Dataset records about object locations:

* * *

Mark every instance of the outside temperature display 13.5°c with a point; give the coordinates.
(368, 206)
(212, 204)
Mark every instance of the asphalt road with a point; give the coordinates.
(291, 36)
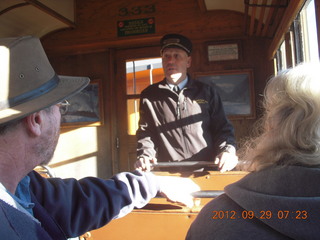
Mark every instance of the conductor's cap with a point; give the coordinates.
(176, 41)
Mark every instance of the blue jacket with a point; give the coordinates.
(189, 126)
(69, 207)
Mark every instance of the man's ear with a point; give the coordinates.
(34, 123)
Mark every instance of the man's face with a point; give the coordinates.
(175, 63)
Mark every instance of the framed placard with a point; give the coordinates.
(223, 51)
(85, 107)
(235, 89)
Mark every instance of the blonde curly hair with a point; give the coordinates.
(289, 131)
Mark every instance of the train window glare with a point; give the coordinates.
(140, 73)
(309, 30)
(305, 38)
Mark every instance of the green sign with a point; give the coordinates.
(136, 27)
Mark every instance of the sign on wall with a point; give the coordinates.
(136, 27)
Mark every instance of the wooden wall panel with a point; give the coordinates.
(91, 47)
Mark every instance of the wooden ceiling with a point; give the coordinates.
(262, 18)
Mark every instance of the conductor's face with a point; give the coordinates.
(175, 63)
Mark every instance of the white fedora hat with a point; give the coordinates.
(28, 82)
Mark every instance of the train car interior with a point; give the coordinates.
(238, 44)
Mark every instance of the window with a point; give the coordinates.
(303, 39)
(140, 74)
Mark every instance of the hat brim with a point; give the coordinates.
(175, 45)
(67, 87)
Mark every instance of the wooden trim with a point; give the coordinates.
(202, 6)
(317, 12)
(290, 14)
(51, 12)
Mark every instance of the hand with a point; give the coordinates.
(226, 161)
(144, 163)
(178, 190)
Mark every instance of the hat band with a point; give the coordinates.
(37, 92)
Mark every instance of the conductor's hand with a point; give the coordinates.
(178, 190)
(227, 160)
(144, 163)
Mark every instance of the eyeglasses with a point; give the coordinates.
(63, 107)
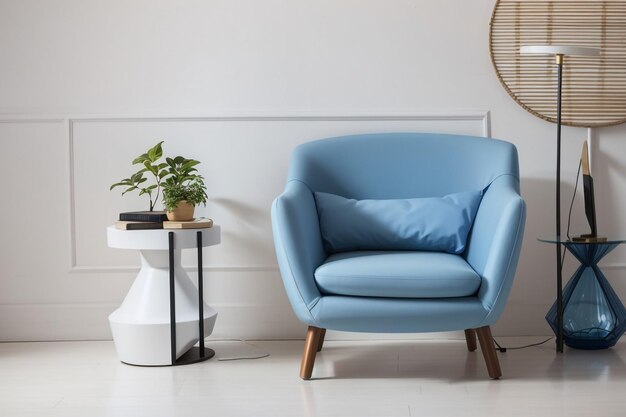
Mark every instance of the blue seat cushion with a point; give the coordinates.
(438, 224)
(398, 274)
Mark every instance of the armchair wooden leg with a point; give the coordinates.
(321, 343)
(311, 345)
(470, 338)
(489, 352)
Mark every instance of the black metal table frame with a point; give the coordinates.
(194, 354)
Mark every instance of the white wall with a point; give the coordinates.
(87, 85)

* * *

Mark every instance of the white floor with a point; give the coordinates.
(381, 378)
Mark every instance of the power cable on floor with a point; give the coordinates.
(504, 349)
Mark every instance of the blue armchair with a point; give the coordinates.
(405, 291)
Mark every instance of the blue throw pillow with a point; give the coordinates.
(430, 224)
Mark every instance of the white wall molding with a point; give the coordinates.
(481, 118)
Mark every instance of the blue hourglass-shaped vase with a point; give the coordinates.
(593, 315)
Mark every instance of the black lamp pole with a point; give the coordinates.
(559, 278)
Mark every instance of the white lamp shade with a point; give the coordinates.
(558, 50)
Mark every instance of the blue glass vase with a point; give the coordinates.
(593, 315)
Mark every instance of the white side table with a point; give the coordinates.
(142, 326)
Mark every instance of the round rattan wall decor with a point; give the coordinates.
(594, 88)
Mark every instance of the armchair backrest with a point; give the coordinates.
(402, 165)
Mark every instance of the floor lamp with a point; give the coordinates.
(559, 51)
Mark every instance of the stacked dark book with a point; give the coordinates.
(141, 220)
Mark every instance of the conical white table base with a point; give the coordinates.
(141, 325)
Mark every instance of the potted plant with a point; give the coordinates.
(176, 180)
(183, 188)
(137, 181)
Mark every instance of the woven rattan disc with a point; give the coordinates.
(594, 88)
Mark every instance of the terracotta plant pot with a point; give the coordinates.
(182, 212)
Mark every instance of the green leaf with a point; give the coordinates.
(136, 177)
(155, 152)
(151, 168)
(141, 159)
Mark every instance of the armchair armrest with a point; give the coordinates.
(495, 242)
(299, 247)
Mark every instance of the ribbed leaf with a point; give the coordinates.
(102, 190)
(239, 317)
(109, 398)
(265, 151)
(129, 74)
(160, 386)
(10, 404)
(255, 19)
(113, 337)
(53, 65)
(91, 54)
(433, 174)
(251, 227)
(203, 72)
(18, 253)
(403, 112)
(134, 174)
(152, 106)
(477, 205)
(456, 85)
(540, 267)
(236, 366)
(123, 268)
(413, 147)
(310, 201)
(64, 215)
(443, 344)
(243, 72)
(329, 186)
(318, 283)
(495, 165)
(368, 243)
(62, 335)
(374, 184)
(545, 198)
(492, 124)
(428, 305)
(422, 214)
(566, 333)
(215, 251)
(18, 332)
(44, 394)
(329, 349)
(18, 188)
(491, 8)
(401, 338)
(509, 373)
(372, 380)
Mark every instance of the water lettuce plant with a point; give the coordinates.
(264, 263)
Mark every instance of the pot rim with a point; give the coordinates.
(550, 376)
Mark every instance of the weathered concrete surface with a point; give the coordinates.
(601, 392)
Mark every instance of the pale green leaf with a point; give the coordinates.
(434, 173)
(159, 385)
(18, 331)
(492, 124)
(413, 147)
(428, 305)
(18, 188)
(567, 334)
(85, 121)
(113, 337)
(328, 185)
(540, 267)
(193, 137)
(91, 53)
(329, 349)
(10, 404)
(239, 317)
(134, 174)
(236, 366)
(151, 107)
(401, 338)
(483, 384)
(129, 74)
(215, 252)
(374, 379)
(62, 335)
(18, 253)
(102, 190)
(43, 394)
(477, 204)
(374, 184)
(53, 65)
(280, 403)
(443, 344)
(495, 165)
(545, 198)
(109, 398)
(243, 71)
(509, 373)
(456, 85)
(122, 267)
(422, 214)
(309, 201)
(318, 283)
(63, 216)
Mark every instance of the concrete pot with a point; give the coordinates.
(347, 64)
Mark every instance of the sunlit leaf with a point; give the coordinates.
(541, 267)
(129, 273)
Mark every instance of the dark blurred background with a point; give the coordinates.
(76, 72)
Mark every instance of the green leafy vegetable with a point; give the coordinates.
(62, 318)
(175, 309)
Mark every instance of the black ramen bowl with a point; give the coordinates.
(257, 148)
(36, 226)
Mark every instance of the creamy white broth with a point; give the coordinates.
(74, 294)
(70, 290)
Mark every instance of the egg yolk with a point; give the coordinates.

* * *

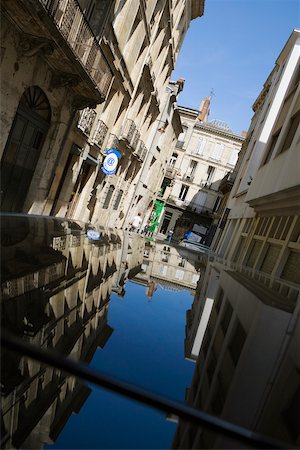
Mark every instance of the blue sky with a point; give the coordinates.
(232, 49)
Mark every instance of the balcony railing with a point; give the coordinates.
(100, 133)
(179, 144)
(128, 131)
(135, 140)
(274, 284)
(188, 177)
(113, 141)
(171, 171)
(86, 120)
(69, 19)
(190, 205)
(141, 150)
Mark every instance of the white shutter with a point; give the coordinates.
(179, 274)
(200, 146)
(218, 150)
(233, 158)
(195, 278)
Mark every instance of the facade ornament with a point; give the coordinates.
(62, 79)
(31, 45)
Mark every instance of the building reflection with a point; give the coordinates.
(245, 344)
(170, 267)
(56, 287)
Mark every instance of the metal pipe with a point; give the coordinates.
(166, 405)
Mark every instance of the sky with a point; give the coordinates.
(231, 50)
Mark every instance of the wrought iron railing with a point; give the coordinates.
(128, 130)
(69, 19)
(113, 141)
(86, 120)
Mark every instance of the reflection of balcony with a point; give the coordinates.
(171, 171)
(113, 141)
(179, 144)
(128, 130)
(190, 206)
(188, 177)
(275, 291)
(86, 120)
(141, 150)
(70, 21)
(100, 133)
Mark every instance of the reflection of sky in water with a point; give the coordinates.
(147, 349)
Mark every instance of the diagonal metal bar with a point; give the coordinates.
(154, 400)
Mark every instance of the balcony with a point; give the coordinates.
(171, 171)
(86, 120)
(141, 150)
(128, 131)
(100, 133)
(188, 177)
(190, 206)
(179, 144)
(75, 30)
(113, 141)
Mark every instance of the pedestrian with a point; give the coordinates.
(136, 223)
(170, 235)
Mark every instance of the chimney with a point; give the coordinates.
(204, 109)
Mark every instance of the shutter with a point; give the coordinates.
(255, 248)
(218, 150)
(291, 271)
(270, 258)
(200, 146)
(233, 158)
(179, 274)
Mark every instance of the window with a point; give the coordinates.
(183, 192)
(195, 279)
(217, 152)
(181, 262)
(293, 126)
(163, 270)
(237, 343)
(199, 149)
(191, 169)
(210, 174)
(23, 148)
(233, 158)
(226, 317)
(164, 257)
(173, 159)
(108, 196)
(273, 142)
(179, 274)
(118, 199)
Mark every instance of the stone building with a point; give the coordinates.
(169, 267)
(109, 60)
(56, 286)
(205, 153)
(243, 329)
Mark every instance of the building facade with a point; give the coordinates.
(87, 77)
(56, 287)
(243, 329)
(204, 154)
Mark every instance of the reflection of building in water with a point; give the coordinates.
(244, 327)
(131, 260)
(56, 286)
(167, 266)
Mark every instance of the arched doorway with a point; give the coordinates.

* * *

PROBLEM TO SOLVE: Which lines in the material above contain the word "metal", with uppercase and lowercase treated as different? Pick out each one and copy it.

EXERCISE RESULT:
Mark every instance of the black metal table frame with a point; give the coordinates.
Mark every instance of the metal pipe with a point; give the coordinates.
Mark every instance of the diagonal metal bar with a point; give the coordinates.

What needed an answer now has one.